BEGIN Material provided

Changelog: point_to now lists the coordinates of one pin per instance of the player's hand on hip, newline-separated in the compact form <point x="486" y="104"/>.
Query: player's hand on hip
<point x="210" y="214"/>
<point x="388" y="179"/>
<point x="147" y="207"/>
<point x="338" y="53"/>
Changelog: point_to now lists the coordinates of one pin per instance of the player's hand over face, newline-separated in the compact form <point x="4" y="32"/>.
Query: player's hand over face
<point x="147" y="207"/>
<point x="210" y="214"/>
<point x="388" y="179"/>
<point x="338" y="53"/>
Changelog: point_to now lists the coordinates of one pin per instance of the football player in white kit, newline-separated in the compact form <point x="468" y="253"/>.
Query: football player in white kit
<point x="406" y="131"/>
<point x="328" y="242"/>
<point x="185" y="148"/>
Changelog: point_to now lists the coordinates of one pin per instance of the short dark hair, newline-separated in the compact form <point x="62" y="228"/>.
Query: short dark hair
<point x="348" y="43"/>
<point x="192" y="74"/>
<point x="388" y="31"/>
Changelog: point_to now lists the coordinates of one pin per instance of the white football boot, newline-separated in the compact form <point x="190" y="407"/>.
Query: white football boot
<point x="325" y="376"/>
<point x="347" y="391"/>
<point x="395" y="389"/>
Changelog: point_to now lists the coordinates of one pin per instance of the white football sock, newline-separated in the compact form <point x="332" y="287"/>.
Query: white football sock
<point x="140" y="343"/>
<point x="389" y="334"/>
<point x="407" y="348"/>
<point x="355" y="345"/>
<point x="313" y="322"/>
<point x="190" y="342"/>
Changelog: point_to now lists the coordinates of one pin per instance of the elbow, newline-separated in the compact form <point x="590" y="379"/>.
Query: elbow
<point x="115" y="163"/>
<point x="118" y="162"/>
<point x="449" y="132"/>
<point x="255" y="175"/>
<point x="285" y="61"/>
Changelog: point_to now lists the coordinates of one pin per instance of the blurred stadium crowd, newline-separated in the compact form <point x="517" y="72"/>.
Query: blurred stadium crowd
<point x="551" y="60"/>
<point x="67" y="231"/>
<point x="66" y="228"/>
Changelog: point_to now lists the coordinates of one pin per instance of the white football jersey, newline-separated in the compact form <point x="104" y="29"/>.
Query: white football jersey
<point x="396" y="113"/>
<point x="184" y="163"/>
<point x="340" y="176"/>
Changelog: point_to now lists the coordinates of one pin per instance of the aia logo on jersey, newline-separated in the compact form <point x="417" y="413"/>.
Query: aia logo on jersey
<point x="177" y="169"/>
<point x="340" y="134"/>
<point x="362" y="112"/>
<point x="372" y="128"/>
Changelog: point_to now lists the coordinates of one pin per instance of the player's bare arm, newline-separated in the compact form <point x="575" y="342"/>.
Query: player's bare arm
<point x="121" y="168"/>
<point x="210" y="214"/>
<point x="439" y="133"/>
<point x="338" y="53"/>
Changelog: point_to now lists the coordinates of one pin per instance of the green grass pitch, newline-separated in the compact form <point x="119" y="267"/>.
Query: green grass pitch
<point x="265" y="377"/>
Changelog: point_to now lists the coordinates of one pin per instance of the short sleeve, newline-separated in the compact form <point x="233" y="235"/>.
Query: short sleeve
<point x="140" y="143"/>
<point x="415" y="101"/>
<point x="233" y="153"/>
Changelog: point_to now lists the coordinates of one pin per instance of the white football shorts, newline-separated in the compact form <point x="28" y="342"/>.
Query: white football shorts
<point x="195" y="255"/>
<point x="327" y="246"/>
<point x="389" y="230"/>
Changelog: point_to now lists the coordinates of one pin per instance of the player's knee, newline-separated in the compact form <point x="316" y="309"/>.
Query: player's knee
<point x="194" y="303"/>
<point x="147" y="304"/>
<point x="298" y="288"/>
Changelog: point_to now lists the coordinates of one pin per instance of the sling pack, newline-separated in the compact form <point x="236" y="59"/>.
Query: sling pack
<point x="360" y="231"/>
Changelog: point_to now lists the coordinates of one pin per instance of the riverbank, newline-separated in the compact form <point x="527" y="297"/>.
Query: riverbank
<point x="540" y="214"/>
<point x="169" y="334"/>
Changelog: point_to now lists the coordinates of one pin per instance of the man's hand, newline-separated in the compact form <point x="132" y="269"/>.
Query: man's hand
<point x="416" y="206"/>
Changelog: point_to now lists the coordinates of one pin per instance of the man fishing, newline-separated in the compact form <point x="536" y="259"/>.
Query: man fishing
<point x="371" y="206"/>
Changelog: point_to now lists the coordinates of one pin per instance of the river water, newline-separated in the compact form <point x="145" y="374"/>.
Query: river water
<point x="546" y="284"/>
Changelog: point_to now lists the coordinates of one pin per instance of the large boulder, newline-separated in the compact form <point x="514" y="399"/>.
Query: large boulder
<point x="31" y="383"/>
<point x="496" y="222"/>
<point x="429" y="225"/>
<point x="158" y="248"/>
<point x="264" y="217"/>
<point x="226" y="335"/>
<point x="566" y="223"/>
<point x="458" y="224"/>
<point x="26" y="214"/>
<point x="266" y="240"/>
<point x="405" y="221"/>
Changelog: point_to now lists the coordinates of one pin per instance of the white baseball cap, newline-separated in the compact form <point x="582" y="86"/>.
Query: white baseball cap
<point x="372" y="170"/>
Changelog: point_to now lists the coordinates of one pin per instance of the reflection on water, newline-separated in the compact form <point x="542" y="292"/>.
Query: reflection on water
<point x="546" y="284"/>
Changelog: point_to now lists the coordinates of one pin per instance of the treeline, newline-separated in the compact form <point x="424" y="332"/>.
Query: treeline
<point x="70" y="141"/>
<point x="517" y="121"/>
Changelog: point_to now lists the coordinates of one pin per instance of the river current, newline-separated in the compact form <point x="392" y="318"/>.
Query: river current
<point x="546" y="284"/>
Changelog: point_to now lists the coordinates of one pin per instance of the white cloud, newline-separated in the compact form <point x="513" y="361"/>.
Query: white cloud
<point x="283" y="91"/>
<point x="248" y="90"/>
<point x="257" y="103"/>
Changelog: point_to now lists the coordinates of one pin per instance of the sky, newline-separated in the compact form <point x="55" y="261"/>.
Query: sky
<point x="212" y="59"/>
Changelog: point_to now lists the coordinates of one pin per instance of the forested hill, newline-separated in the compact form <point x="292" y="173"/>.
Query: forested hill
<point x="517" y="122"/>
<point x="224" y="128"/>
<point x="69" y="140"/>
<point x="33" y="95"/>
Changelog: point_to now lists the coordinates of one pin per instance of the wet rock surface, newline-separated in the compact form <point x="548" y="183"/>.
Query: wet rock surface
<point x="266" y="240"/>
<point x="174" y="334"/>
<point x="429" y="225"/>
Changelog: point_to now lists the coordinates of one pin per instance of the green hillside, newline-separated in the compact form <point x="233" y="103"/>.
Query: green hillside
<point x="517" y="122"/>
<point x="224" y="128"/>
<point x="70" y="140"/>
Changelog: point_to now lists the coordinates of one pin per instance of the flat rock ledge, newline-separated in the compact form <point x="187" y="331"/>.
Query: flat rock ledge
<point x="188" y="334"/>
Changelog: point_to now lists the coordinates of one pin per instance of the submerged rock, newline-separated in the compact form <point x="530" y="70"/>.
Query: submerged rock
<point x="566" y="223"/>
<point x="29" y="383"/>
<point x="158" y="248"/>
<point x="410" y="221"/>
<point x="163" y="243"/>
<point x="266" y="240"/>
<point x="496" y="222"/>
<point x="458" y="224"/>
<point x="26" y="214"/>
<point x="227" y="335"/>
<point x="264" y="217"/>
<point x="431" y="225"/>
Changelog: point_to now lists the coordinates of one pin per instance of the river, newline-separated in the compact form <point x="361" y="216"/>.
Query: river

END Material provided

Work required:
Return, unchanged, each line from the line containing "of the forested" through the last line of the material.

Task answer:
Changelog: point_to now lists the coordinates of one pin per instance of the forested hill, newline-separated in the compact form <point x="292" y="173"/>.
Query: forested hill
<point x="517" y="122"/>
<point x="224" y="128"/>
<point x="69" y="140"/>
<point x="33" y="95"/>
Changelog: point_to now lists the coordinates of one pin per instance of the wet rock surface, newline-separated in the compact form <point x="548" y="183"/>.
Query: wet rock surface
<point x="266" y="240"/>
<point x="174" y="334"/>
<point x="429" y="225"/>
Changelog: point_to now lists the coordinates of one pin per instance of the green hillside, newline-separated in the compact form <point x="233" y="103"/>.
Query: green hillside
<point x="517" y="122"/>
<point x="224" y="128"/>
<point x="70" y="140"/>
Changelog: point_to now lists the coordinates of one pin per instance of the flat rock ledge, newline-separated in the compact form <point x="187" y="331"/>.
Query: flat rock ledge
<point x="188" y="334"/>
Changelog: point_to now lists the coordinates of one pin per instance of the submerged rock, newline-separated in the compact form <point x="530" y="70"/>.
Query: submerged rock
<point x="566" y="223"/>
<point x="29" y="383"/>
<point x="158" y="248"/>
<point x="410" y="221"/>
<point x="163" y="243"/>
<point x="266" y="240"/>
<point x="496" y="222"/>
<point x="458" y="224"/>
<point x="26" y="214"/>
<point x="227" y="335"/>
<point x="264" y="217"/>
<point x="431" y="225"/>
Changelog: point_to now lists the coordinates of one pin per instance of the river, newline-separated in the compact form <point x="361" y="216"/>.
Query: river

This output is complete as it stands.